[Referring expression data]
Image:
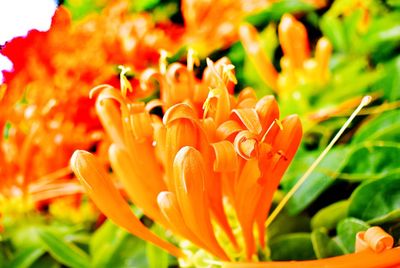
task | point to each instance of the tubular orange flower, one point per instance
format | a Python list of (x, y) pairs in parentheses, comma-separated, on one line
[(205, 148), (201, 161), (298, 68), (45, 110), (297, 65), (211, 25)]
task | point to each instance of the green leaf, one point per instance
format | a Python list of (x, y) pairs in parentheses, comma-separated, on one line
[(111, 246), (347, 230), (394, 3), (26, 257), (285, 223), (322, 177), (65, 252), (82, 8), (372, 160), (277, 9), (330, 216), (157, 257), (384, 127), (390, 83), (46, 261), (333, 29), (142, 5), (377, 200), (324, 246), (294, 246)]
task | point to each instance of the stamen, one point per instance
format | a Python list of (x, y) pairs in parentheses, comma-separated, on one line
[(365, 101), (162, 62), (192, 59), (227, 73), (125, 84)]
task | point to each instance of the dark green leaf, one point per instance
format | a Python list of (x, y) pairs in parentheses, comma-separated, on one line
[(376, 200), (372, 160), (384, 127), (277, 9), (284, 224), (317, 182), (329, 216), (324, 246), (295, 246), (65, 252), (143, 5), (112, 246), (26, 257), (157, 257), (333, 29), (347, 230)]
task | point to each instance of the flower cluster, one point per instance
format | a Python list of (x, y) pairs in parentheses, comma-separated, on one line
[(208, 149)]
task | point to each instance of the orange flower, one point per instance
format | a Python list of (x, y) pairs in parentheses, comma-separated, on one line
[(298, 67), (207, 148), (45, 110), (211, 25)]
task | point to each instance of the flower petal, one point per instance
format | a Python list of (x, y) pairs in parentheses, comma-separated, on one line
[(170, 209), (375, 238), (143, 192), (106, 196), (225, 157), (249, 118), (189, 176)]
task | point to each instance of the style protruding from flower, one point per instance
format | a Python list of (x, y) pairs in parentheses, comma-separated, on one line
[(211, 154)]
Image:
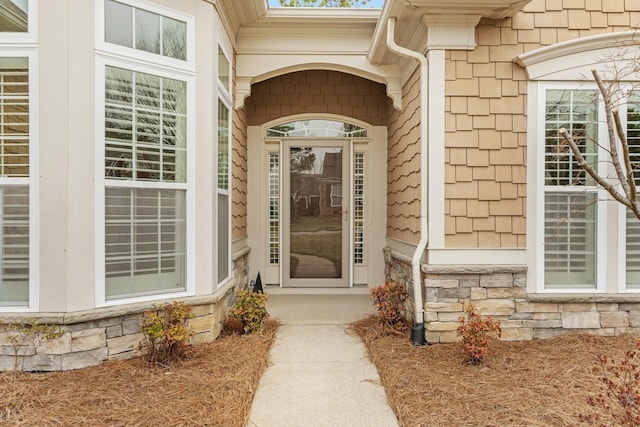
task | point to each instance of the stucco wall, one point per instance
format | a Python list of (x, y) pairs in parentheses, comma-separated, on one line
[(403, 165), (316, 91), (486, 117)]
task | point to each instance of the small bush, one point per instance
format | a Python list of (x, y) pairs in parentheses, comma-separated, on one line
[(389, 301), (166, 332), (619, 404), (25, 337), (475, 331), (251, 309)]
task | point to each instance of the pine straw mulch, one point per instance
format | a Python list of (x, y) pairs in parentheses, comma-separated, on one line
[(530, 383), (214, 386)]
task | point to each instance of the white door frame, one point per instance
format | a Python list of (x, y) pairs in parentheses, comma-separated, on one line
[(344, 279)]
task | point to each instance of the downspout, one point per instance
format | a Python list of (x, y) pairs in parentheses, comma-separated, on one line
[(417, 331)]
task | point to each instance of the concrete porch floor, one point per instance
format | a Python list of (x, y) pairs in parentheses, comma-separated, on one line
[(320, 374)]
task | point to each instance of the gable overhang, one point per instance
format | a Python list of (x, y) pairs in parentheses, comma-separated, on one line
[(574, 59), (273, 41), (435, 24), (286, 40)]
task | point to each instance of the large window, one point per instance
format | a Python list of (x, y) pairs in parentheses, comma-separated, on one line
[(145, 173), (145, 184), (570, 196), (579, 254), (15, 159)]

---

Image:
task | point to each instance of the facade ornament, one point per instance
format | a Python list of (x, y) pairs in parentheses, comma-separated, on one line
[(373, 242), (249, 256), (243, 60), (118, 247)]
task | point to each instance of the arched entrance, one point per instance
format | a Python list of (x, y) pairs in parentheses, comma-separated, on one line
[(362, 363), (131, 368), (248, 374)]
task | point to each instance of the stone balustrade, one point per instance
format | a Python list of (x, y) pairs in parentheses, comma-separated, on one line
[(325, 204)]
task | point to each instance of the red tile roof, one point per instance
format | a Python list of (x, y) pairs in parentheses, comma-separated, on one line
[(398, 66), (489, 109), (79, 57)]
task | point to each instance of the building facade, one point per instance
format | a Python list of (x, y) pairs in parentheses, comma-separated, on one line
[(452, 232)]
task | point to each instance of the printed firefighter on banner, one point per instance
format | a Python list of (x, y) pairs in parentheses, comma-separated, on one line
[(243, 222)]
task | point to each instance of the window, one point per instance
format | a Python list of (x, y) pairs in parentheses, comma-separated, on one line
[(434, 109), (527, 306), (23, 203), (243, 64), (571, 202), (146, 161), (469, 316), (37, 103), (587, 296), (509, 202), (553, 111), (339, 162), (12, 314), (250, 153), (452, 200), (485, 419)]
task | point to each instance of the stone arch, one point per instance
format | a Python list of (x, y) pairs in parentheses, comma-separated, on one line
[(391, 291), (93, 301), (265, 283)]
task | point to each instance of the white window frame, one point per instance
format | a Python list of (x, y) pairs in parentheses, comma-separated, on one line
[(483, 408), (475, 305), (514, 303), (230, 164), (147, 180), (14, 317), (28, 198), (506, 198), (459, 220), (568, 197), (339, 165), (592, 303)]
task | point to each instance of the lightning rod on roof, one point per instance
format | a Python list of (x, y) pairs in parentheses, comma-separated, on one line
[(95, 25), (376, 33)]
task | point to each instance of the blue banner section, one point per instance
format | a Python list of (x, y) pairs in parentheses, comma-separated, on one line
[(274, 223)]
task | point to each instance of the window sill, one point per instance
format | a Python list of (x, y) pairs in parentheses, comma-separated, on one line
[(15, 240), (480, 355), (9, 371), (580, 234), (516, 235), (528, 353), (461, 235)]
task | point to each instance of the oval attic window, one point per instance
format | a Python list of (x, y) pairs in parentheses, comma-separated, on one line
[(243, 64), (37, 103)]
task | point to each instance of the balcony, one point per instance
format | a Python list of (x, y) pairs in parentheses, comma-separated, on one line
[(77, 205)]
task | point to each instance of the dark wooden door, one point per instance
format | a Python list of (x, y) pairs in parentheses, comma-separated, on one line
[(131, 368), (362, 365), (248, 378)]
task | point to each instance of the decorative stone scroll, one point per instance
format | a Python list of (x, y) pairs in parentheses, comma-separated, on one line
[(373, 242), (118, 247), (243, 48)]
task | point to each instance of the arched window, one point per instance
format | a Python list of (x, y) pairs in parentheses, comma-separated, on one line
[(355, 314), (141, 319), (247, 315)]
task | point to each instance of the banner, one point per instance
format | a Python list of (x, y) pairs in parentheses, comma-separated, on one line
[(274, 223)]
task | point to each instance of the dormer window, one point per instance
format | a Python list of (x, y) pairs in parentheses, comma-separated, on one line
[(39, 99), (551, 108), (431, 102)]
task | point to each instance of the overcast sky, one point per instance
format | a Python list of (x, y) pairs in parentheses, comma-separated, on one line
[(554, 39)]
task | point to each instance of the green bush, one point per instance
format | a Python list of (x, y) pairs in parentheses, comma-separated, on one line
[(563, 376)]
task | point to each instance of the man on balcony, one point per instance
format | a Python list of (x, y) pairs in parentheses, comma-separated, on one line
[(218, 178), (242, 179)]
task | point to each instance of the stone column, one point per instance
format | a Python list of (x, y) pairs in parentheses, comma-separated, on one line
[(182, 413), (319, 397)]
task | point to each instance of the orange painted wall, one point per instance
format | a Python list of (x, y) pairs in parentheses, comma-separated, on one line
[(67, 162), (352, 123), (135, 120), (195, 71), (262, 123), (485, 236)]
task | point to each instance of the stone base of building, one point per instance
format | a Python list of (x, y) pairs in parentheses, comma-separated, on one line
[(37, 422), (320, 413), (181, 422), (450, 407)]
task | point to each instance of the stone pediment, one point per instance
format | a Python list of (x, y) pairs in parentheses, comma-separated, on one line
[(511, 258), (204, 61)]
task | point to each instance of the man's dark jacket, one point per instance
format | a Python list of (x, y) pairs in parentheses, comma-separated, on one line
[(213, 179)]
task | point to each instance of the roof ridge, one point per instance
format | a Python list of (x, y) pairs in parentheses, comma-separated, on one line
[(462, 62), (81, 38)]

Directions
What are the lines of the data above that include the string "frame"? Copy them.

Reply to the exercise
task | point to each instance of the white door frame, one point per instance
task | point to each instance of the white window frame, one point per instance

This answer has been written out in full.